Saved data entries
►

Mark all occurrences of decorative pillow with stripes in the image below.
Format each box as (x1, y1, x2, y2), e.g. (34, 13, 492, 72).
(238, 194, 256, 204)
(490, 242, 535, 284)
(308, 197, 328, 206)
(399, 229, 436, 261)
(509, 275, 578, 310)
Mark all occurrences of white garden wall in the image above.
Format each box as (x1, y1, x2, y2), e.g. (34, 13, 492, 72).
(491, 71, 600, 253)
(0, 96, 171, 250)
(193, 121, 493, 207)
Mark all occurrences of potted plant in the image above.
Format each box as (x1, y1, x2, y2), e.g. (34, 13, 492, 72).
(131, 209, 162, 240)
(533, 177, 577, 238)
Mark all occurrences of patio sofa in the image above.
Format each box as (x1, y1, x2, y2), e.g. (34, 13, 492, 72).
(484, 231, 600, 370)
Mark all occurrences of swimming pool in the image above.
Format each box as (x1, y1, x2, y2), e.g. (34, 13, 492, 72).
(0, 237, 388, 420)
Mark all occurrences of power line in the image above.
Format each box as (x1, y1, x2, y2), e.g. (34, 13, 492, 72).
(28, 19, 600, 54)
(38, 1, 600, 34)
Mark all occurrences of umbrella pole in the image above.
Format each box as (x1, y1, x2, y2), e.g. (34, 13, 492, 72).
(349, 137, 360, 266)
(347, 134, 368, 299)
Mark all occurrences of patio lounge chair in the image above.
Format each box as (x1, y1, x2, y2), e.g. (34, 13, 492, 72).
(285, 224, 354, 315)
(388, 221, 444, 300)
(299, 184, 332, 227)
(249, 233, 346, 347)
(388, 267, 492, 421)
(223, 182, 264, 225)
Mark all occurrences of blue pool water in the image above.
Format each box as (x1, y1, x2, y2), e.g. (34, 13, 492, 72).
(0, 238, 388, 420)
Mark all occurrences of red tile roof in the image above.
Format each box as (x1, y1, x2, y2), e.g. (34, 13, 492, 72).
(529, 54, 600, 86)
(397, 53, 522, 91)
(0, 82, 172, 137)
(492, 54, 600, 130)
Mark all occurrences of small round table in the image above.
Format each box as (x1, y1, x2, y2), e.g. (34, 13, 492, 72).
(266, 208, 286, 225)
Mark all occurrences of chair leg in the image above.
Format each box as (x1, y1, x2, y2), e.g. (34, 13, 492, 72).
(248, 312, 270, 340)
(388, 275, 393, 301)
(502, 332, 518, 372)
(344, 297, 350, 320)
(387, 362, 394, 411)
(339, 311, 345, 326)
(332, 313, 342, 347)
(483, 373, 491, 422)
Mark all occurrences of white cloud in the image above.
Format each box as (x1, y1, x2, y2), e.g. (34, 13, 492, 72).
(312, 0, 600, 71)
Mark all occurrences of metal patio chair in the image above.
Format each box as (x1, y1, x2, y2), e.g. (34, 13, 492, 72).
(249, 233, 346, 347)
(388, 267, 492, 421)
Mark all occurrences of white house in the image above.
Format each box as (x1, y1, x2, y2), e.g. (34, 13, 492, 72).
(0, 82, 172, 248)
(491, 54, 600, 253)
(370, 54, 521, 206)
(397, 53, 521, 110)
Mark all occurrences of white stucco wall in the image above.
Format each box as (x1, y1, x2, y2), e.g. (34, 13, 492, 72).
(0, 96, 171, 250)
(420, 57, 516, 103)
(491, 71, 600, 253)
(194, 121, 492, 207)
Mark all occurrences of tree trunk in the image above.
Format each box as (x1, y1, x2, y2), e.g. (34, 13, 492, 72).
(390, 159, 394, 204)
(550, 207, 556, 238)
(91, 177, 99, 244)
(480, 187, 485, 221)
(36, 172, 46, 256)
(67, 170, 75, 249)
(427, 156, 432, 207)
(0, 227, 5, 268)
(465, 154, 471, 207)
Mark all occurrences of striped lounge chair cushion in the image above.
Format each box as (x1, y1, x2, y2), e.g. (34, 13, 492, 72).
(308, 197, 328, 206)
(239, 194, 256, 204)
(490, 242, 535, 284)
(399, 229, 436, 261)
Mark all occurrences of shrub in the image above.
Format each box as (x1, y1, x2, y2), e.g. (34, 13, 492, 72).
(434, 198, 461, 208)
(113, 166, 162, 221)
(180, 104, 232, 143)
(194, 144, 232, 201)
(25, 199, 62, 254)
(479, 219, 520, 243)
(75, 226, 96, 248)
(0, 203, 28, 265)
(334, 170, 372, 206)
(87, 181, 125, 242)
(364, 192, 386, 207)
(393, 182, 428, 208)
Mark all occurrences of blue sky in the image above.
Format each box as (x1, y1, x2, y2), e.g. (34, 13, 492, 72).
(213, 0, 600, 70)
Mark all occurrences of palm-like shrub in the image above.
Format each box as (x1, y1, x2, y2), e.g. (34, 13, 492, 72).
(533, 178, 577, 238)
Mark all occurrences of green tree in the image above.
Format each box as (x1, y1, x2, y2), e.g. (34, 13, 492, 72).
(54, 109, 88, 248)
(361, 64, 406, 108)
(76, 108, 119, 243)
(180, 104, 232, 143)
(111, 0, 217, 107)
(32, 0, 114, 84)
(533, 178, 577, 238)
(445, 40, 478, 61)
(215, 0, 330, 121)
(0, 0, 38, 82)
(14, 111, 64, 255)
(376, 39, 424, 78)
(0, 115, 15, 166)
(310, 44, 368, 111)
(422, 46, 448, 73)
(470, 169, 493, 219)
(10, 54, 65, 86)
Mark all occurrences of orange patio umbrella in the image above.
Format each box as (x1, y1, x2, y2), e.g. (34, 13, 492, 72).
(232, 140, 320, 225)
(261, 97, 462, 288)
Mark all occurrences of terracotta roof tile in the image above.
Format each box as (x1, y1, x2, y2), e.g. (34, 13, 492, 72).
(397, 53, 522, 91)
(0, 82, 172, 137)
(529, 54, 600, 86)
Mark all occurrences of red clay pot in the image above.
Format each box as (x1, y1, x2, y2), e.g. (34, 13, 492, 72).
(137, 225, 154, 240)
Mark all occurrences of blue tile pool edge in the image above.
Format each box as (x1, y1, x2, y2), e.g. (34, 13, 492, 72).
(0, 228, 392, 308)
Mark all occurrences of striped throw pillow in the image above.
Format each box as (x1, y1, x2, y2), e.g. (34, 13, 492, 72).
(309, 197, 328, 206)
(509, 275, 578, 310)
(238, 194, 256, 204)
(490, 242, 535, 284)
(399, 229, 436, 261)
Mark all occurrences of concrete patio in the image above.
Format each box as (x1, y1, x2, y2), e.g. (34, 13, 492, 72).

◄

Begin with the first line of the records and reproduce each line as is, ending with the line that holds "Mark all occurrences of potted".

Solution to the problem =>
Mark all occurrences of decorative pillow with stripes in the image below.
Format each box as (x1, y1, x2, y2), e.g. (34, 13, 492, 72).
(238, 194, 256, 204)
(490, 242, 535, 284)
(308, 197, 328, 206)
(399, 229, 436, 261)
(509, 275, 578, 310)
Mark all occurrences of white garden wall in the image above.
Format each box as (x1, y1, x2, y2), e.g. (34, 13, 492, 72).
(491, 71, 600, 253)
(0, 96, 171, 250)
(193, 121, 493, 207)
Mark all occurrences of potted plant in the image above.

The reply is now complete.